Passage provided:
The Gangabal Lake, also called Haramukh Ganga, is a lake situated at the foot of Mount Haramukh in Ganderbal district, north of Srinagar, in Indian-administered Kashmir. It is an alpine high altitude oligotrophic lake,  home to many species of fish, including the brown trout. This lake is considered sacred in Hinduism and is one of the homes of Shiva. Kashmiri Hindus perform annual pilgrimage called Harmukh-Gangabal Yatra.

The lake has a maximum length of two and a half kilometers and maximum width of one kilometre. It is fed by precipitation, glaciers and springs. The lake water outflows to a nearby Nundkol Lake and then via Wangath Nallah to Sind River.

History
Gangabal has been mentioned in Hindu texts like the Nilamata Purana as well as Rajatarangini. Authors like Walter Roper Lawrence and Francis Younghusband also mentioned Gangabal lake and its association with Hindu rites. In 1519 around 10,000 Kashmiri Brahmans died possibly due to landslides and early snowstorms near Mahlish Meadow during their pilgrimage to Gangabal as they had gone to immerse the ashes of Kashmiri Hindus who were killed by Mir Shams-ud-Din Araqi on the day of Ashura.

After the gap of 200 years, APMCC/HGGT took the initiative and restarted Harmukh-Gangabal Yatra in 2009.

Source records
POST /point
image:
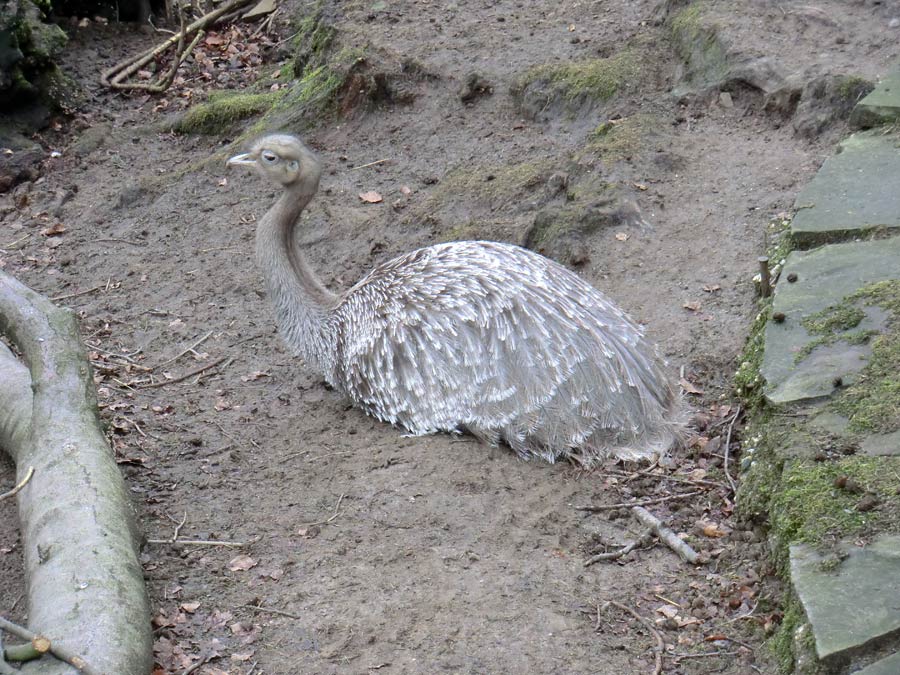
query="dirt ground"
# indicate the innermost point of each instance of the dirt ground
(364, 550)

---

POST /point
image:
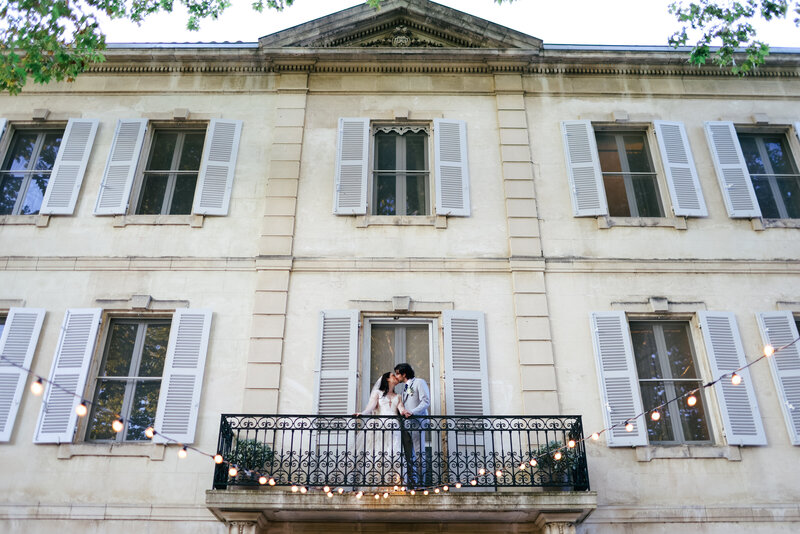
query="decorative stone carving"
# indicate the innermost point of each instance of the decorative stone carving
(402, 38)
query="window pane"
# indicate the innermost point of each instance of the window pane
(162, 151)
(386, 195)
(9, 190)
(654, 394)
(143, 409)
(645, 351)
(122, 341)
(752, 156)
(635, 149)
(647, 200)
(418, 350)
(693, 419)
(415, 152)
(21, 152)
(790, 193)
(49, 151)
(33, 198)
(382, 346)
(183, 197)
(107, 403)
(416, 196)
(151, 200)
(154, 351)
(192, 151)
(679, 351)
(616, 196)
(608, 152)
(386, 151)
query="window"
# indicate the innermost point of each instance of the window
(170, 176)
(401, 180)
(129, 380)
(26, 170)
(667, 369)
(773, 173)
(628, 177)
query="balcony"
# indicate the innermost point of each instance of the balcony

--

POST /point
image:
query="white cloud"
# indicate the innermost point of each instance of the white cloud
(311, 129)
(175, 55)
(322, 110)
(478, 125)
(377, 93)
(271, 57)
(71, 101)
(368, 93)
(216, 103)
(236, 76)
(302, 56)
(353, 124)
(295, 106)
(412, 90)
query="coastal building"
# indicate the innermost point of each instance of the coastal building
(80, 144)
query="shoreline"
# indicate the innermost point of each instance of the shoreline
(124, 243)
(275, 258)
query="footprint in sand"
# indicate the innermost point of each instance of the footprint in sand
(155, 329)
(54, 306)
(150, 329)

Stated exercise: Do these statements agree with the text on Gangabal Lake? (a) Water from the lake flows out to Nundkol Lake. (b) The lake is fed only by glaciers. (c) The Harmukh-Gangabal Yatra was restarted in 2009. Answer yes or no for each and quote the words of the text that decide it. You can set the entries aside; they aren't needed.

Solution for this problem:
(a) Yes: "The lake water outflows to a nearby Nundkol Lake"
(b) No: "It is fed by precipitation, glaciers and springs."
(c) Yes: "restarted Harmukh-Gangabal Yatra in 2009"